Can you reproduce, word for word, the stretch of the listing from the line containing "Task: mark each instance of the wooden deck" through the end of the listing?

[THE INPUT]
--------------------------------
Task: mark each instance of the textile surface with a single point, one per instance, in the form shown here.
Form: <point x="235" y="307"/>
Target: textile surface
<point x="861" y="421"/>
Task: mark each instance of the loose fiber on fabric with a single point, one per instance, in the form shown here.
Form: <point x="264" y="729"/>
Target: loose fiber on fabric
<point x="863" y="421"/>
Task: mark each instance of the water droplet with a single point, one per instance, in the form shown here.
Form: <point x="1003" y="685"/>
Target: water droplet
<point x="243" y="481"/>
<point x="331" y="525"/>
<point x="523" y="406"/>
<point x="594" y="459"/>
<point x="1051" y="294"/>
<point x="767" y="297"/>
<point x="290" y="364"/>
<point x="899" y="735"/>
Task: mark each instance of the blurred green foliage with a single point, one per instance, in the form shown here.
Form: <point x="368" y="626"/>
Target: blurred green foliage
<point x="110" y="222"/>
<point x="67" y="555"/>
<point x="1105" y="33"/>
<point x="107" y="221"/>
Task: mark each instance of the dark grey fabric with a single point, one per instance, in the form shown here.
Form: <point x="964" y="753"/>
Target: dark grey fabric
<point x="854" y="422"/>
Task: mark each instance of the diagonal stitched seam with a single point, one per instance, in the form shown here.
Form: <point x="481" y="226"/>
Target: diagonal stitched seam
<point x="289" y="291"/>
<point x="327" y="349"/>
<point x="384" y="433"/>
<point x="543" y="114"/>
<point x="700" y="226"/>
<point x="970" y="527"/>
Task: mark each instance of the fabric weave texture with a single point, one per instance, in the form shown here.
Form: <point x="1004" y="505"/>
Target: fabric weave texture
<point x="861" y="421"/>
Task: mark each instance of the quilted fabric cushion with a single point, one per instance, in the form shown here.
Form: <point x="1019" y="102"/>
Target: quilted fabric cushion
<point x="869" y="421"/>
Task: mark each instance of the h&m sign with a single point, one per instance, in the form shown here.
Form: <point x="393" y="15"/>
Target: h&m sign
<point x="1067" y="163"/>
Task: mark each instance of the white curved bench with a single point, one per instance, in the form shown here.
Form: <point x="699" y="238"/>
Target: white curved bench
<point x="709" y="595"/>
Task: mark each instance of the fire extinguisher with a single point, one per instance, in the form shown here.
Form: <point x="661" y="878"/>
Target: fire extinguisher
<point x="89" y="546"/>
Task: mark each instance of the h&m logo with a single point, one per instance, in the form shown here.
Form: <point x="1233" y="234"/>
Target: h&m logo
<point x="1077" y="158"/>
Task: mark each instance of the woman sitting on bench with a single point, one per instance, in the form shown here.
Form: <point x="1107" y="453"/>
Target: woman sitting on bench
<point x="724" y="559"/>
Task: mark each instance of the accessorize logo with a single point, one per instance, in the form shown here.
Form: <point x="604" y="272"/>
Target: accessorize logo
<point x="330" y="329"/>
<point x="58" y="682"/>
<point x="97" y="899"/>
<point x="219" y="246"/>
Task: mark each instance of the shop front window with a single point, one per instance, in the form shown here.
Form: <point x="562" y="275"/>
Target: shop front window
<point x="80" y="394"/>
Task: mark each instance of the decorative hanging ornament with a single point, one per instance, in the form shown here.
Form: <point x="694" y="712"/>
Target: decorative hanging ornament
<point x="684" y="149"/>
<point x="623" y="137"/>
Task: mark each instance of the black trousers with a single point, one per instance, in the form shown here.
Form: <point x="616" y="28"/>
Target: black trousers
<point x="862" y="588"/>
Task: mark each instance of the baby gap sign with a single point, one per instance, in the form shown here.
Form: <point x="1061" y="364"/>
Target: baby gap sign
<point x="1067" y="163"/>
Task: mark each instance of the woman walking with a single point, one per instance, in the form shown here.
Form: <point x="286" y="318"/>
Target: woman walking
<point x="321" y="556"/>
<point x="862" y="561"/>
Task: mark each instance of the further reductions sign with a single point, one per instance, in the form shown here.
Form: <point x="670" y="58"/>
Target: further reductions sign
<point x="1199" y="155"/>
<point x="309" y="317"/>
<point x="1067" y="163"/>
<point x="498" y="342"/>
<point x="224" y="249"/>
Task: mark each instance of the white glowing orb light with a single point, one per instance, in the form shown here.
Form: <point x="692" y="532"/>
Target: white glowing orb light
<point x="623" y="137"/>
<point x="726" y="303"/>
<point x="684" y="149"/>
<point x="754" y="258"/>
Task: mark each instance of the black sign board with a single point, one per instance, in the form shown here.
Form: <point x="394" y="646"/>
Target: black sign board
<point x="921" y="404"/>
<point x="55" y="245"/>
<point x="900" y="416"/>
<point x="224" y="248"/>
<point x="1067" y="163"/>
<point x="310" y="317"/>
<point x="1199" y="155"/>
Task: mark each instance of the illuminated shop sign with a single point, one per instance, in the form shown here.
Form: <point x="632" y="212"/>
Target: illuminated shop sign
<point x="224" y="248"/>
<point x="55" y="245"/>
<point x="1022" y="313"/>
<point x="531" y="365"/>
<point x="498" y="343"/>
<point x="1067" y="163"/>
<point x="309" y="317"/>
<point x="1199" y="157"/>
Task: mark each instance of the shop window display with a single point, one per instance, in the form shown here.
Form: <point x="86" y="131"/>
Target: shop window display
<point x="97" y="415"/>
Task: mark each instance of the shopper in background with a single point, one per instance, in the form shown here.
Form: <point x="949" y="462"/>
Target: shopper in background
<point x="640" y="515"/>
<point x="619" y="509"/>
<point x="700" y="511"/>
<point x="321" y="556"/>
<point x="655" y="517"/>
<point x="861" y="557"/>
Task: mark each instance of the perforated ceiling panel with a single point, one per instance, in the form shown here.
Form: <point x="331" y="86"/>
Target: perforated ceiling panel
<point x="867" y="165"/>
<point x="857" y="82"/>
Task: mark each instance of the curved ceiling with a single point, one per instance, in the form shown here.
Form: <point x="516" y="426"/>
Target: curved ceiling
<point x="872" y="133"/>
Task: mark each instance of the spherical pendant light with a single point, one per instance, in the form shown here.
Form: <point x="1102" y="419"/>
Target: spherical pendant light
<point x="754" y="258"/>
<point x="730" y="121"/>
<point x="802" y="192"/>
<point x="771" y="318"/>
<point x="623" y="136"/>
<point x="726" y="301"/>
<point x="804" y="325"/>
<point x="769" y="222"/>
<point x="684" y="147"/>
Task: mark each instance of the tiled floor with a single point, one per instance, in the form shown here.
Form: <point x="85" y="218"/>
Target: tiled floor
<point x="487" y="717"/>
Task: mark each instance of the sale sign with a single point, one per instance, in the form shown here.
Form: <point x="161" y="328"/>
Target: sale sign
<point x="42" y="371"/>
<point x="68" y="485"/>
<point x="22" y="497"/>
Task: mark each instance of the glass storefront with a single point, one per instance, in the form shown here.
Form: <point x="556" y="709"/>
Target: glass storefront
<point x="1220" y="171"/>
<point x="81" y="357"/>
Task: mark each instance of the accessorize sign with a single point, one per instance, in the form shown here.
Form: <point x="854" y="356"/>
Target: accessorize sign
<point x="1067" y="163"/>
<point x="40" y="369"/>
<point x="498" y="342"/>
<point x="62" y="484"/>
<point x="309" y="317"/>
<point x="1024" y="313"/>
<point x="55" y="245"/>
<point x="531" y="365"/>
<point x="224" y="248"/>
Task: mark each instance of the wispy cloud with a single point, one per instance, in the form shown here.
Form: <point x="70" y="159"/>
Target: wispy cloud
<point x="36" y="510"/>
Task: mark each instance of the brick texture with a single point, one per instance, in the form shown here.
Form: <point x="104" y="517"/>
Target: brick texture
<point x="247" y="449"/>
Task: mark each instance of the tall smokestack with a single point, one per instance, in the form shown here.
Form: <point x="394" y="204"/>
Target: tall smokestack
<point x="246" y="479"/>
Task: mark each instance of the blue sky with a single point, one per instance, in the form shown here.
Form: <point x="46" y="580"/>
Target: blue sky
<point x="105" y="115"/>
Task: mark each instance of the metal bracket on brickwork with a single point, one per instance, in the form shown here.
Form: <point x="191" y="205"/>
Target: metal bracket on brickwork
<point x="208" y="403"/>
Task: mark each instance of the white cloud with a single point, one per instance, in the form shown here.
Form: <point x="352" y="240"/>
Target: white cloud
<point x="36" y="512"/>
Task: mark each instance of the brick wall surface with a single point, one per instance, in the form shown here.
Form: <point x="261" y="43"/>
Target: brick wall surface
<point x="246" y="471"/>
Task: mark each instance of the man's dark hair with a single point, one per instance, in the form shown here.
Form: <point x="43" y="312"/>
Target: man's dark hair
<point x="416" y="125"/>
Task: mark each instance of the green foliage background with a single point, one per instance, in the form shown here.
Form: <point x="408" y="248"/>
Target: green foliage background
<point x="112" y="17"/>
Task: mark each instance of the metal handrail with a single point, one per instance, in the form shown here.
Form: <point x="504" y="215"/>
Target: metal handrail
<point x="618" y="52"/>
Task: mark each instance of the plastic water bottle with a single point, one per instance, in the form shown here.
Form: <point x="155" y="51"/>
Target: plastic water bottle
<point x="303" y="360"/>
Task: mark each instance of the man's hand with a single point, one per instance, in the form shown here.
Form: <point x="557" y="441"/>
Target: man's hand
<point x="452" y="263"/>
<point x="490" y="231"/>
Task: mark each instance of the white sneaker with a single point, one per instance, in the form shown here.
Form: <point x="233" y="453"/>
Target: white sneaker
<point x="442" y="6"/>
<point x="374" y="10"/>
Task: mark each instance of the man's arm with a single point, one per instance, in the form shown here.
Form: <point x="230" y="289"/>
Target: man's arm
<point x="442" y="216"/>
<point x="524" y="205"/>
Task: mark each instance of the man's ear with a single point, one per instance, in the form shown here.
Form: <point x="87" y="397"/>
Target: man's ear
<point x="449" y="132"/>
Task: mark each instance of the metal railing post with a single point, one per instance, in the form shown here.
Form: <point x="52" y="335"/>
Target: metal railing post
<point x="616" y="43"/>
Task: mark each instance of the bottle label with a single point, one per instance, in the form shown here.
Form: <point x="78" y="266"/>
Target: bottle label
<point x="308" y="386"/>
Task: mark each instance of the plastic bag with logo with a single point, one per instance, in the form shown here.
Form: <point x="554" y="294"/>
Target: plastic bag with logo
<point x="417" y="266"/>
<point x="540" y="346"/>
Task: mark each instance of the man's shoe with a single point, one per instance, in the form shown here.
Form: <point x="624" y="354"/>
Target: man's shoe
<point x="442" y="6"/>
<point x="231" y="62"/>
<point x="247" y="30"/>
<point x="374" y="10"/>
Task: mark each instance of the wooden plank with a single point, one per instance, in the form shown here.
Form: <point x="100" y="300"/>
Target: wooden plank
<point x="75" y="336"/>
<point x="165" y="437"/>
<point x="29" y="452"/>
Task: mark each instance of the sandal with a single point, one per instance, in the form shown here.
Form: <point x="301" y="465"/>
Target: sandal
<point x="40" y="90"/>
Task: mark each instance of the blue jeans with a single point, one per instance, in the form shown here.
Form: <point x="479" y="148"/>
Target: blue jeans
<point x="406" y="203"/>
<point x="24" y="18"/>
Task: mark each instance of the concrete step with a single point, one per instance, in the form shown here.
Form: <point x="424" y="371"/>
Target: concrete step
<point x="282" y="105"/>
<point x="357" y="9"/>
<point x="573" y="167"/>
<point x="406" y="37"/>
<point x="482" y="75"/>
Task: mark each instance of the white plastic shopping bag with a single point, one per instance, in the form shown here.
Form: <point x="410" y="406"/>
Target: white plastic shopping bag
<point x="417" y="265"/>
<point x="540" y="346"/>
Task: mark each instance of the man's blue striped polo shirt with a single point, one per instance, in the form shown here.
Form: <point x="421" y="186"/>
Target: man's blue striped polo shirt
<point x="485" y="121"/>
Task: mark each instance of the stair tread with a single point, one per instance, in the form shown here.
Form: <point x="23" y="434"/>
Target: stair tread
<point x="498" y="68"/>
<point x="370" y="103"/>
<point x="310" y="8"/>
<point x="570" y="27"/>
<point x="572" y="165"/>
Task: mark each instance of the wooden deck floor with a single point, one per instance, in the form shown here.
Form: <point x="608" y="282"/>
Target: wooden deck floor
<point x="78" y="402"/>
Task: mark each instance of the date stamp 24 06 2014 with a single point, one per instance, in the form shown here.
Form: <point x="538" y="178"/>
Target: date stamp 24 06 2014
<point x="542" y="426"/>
--------------------------------
[EXERCISE OUTPUT]
Task: mark each instance of the wooden deck floor with a single point, one per instance, in the form shown here.
Form: <point x="608" y="282"/>
Target: wooden deck floor
<point x="78" y="402"/>
Task: mark each instance of the date stamp 24 06 2014 with a single point, one per instance, in the form shown here.
Form: <point x="538" y="178"/>
Target: date stamp 24 06 2014
<point x="542" y="426"/>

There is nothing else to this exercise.